[Data extracted from a collection]
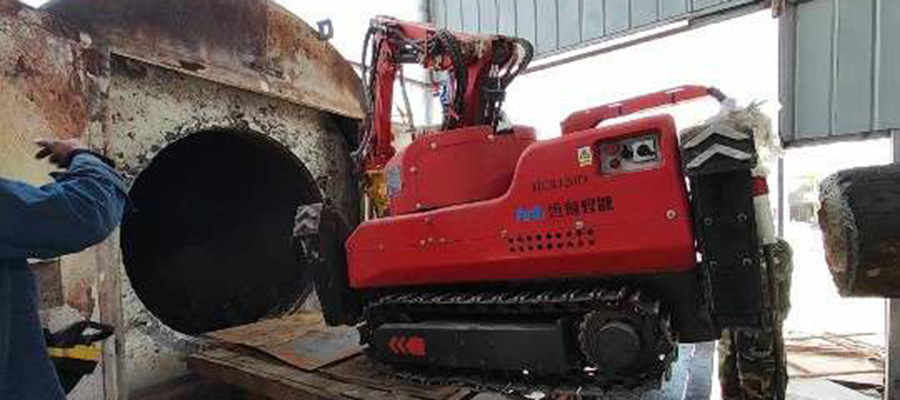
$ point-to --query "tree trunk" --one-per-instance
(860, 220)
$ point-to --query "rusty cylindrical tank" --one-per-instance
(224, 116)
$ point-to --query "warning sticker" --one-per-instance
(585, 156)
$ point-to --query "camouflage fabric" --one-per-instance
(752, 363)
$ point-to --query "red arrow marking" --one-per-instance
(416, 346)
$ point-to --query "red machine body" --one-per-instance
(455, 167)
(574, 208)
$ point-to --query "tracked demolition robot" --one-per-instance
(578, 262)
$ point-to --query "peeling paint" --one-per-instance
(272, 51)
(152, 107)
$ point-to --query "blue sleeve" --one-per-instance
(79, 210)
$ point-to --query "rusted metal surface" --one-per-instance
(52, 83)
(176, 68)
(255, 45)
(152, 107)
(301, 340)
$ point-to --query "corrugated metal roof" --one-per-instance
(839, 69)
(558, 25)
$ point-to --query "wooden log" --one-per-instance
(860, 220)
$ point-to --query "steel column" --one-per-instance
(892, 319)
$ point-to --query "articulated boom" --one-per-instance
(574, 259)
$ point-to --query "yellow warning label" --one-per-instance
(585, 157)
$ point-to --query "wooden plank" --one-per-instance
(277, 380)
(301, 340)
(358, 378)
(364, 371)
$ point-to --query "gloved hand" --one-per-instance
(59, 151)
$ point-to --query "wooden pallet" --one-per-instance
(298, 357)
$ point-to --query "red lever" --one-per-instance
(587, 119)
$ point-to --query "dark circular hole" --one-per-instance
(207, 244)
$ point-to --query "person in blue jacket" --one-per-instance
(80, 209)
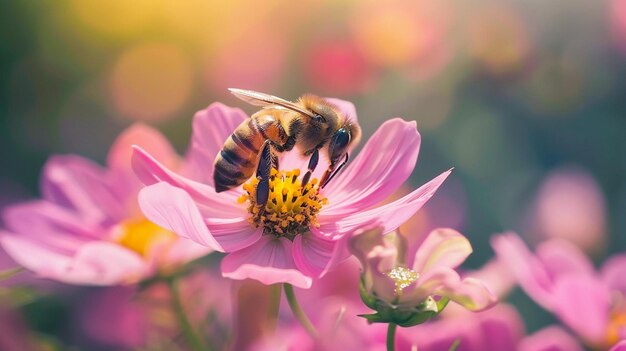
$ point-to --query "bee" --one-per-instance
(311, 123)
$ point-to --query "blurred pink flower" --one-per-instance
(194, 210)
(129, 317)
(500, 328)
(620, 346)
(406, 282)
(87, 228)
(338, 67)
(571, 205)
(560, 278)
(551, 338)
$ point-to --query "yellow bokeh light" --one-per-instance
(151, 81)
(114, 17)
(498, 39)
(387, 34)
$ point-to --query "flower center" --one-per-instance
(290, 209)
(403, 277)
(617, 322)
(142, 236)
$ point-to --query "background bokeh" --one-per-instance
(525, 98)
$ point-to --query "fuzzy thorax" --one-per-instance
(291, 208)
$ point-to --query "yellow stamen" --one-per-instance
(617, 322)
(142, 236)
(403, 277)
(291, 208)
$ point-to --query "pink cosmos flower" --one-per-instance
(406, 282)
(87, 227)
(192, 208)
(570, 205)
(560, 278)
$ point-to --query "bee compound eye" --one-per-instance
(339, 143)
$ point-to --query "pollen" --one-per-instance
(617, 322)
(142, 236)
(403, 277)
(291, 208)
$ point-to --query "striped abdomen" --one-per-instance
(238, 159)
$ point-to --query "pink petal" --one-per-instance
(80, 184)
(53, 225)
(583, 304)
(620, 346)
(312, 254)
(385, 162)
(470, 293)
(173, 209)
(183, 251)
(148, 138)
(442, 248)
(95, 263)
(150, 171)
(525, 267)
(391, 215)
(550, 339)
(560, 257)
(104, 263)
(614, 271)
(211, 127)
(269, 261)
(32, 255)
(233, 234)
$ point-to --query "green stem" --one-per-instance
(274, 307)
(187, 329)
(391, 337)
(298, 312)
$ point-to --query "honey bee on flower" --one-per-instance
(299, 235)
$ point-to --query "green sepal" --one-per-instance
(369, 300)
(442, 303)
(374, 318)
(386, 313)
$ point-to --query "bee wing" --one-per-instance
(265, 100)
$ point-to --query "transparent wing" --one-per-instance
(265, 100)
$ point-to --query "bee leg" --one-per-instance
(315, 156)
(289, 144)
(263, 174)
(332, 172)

...

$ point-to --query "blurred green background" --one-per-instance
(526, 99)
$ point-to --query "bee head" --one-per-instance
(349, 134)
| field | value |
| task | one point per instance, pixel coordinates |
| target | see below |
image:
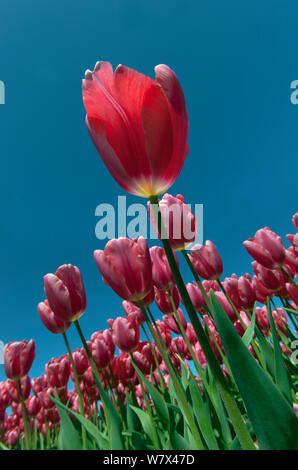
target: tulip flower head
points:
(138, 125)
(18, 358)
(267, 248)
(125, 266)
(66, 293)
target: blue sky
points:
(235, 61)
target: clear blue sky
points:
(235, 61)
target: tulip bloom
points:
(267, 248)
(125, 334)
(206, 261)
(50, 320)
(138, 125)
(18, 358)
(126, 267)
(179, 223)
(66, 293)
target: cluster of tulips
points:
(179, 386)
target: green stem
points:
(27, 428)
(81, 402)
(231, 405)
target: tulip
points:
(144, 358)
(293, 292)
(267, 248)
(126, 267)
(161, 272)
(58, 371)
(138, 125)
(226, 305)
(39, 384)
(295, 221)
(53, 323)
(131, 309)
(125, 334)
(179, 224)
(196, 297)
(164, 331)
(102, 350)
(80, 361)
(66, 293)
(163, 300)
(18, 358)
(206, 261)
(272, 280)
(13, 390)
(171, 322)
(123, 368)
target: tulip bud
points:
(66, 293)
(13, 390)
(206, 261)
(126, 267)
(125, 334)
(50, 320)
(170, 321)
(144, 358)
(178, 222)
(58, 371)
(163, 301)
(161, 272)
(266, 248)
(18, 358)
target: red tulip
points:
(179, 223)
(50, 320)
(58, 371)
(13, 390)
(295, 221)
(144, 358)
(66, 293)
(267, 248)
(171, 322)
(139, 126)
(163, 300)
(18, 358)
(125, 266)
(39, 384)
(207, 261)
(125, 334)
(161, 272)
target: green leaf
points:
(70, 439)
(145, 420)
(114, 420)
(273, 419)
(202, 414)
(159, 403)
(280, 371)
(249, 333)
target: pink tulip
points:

- [AIM OF THE EXERCISE] Where does the word "target" occur in the data? Copy every line that has it.

- [EXERCISE SOLUTION]
| target | see below |
target: tulip flower head
target: blue sky
target: clear blue sky
target: tulip bloom
target: cluster of tulips
target: green stem
target: tulip
target: tulip bud
target: red tulip
target: green leaf
target: pink tulip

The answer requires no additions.